What is being asked: How many lines in the items below contain the string "clicks"? Case counts. Reply with the number alone.
__________________________________________________
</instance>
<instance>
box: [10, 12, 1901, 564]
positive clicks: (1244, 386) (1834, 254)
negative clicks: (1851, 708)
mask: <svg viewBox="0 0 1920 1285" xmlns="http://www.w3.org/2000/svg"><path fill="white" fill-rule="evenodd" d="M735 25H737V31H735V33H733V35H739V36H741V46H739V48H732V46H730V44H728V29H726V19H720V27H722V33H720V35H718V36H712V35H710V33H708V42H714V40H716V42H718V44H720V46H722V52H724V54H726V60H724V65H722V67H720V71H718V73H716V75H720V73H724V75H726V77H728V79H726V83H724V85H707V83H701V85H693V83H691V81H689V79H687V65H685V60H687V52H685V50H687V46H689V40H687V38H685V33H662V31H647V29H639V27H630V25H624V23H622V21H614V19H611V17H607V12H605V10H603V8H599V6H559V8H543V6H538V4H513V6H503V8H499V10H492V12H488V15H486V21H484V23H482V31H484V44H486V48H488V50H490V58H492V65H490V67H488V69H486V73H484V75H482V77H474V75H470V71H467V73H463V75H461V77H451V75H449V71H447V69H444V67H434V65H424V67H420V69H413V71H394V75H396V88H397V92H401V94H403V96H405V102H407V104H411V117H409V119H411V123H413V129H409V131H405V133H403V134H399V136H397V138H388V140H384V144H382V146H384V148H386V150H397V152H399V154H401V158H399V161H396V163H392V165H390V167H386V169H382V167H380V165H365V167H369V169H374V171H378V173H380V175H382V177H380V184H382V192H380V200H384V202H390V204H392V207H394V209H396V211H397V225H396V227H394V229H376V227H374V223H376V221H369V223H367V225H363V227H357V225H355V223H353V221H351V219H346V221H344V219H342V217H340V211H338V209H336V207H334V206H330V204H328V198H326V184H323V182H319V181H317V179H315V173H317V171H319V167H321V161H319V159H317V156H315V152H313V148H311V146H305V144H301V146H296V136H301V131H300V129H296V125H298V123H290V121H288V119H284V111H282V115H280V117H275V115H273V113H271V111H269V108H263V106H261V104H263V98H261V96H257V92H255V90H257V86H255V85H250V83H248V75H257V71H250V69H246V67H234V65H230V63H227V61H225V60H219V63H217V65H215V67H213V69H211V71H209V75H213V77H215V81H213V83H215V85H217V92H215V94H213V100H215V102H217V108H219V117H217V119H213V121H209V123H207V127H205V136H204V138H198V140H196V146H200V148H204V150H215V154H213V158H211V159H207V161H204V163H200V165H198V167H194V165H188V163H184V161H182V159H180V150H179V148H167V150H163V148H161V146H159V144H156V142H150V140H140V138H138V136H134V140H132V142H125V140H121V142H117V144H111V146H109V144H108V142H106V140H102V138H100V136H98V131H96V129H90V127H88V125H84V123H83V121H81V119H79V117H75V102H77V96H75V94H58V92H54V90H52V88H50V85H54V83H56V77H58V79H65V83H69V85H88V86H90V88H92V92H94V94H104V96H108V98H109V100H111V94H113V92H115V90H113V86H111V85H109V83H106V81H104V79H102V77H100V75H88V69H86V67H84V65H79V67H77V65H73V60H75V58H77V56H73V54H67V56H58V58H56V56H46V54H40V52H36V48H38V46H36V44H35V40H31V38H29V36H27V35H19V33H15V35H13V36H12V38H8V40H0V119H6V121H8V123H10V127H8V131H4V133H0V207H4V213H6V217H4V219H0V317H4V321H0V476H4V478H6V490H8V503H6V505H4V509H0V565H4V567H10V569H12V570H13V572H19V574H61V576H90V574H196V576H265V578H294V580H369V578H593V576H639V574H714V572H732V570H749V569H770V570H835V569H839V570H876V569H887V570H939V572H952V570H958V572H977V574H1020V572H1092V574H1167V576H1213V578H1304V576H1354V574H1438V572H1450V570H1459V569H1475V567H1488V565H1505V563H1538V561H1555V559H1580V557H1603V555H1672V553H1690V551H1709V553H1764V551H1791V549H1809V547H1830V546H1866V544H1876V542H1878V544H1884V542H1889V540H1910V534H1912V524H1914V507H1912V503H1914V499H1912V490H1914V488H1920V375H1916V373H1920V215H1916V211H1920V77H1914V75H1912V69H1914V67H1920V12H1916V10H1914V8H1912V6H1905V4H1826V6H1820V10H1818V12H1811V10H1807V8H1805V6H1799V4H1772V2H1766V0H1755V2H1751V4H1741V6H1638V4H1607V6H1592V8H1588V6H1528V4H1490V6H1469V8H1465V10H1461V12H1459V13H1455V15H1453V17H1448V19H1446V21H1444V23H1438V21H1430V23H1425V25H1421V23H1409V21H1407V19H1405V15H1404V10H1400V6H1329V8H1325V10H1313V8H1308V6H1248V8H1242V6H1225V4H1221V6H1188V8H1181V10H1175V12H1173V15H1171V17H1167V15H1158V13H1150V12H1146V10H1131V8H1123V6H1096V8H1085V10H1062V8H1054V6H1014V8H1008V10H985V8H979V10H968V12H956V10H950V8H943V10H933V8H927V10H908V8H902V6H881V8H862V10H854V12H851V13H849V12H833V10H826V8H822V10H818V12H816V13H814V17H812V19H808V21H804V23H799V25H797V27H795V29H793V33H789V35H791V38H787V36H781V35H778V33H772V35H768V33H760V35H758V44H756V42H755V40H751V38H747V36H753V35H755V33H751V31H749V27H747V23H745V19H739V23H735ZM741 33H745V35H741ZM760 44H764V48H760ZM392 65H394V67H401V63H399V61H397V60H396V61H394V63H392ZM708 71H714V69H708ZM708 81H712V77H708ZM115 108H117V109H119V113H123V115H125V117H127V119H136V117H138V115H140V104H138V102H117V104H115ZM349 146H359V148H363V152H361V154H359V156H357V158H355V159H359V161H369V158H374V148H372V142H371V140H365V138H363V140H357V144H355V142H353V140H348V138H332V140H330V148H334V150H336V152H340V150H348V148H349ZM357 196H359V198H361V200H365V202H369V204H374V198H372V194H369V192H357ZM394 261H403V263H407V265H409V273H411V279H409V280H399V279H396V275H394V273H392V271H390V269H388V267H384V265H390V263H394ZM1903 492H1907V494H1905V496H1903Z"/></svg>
__________________________________________________
Solution for this problem: 2